- Document text:
————

The Best of Interior Design: Public and Academic Library Winners | Library by Design, Fall 2012

Attendees of the annual American Library Association (ALA) conference in Anaheim, CA, this past June got an overview of stellar new library interior design when ALA’s Library Leadership and Management Association (LLAMA) and the International Interior Design Association (IIDA) announced the winners of the latest ALA/IIDA Library Interior Design Competition.

The biennial awards honor excellence in library interior design, incorporating aesthetics, design creativity, function, and satisfaction of the client’s objectives. Seven winners and three honorable mentions were selected out of 117 projects submitted from across North America.

The awards were judged by a mix of design professionals and librarians, including Charles Forrest, Emory University Libraries, Atlanta; Jim Griffo, IIDA and Gresham Smith & Partners; Susan E. Parker, UCLA Library; Stacy Reed, IIDA, LEED AP, ID+C, Gensler; Frederick Schlipf, GSLIS, University of Illinois, Urbana; and Felice L. Silverman, IIDA, Silverman Trykowski Associates.

————

- Source records:
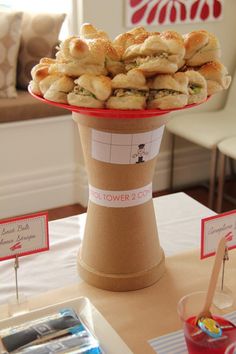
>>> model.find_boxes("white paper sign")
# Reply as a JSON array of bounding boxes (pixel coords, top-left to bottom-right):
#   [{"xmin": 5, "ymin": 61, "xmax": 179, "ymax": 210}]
[
  {"xmin": 201, "ymin": 210, "xmax": 236, "ymax": 259},
  {"xmin": 0, "ymin": 213, "xmax": 49, "ymax": 261},
  {"xmin": 92, "ymin": 125, "xmax": 164, "ymax": 165}
]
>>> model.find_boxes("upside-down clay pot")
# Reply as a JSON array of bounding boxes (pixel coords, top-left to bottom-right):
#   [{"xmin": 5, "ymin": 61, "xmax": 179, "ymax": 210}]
[{"xmin": 29, "ymin": 90, "xmax": 208, "ymax": 291}]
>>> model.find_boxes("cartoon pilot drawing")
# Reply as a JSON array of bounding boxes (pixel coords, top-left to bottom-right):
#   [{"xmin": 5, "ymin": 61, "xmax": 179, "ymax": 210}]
[{"xmin": 133, "ymin": 144, "xmax": 148, "ymax": 163}]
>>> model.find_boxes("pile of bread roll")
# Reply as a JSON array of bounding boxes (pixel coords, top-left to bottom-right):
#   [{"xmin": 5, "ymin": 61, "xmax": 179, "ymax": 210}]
[{"xmin": 30, "ymin": 23, "xmax": 231, "ymax": 110}]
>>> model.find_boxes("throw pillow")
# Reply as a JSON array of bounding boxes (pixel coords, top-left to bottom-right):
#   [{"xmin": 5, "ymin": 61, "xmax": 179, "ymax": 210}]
[
  {"xmin": 0, "ymin": 11, "xmax": 22, "ymax": 98},
  {"xmin": 17, "ymin": 13, "xmax": 66, "ymax": 89}
]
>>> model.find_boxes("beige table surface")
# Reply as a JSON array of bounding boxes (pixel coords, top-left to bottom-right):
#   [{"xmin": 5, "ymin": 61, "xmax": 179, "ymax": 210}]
[{"xmin": 0, "ymin": 250, "xmax": 236, "ymax": 354}]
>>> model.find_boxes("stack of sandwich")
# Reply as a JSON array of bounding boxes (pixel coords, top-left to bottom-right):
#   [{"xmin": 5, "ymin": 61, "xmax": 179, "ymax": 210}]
[{"xmin": 30, "ymin": 24, "xmax": 231, "ymax": 110}]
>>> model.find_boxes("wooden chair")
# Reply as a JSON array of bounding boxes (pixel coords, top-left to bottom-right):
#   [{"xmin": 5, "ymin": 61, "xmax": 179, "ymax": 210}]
[{"xmin": 166, "ymin": 68, "xmax": 236, "ymax": 209}]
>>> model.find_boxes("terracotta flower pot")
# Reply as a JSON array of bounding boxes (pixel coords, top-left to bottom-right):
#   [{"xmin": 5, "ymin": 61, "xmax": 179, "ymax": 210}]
[{"xmin": 73, "ymin": 113, "xmax": 169, "ymax": 291}]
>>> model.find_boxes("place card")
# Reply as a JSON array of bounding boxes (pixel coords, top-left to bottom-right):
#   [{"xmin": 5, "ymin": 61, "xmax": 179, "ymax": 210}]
[
  {"xmin": 0, "ymin": 212, "xmax": 49, "ymax": 261},
  {"xmin": 201, "ymin": 210, "xmax": 236, "ymax": 259}
]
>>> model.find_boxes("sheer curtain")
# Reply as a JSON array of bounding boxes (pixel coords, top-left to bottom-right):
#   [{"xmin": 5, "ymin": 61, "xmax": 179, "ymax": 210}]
[{"xmin": 0, "ymin": 0, "xmax": 79, "ymax": 39}]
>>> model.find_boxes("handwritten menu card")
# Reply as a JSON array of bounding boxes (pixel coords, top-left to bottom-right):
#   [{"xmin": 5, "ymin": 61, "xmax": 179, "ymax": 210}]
[
  {"xmin": 201, "ymin": 210, "xmax": 236, "ymax": 259},
  {"xmin": 0, "ymin": 213, "xmax": 49, "ymax": 261}
]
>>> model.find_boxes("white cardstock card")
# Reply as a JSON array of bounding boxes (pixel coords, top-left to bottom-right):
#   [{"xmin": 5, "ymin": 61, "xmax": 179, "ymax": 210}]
[
  {"xmin": 92, "ymin": 125, "xmax": 164, "ymax": 164},
  {"xmin": 201, "ymin": 210, "xmax": 236, "ymax": 259},
  {"xmin": 0, "ymin": 213, "xmax": 49, "ymax": 261}
]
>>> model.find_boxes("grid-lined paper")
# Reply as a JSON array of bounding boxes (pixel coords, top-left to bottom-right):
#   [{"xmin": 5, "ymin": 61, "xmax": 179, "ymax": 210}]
[{"xmin": 92, "ymin": 125, "xmax": 164, "ymax": 164}]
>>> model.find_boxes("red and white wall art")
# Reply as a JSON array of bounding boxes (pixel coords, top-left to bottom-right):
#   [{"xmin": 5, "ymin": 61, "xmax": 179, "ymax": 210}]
[{"xmin": 126, "ymin": 0, "xmax": 223, "ymax": 27}]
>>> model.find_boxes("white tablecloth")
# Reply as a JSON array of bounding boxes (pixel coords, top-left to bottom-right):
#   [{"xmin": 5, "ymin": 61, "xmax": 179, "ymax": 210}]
[{"xmin": 0, "ymin": 193, "xmax": 215, "ymax": 304}]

————

- To be done: Can you reproduce the passage from the article on the library interior design awards that begins with the words "Attendees of the" and ends with "across North America."?

- Finished task:
Attendees of the annual American Library Association (ALA) conference in Anaheim, CA, this past June got an overview of stellar new library interior design when ALA’s Library Leadership and Management Association (LLAMA) and the International Interior Design Association (IIDA) announced the winners of the latest ALA/IIDA Library Interior Design Competition.

The biennial awards honor excellence in library interior design, incorporating aesthetics, design creativity, function, and satisfaction of the client’s objectives. Seven winners and three honorable mentions were selected out of 117 projects submitted from across North America.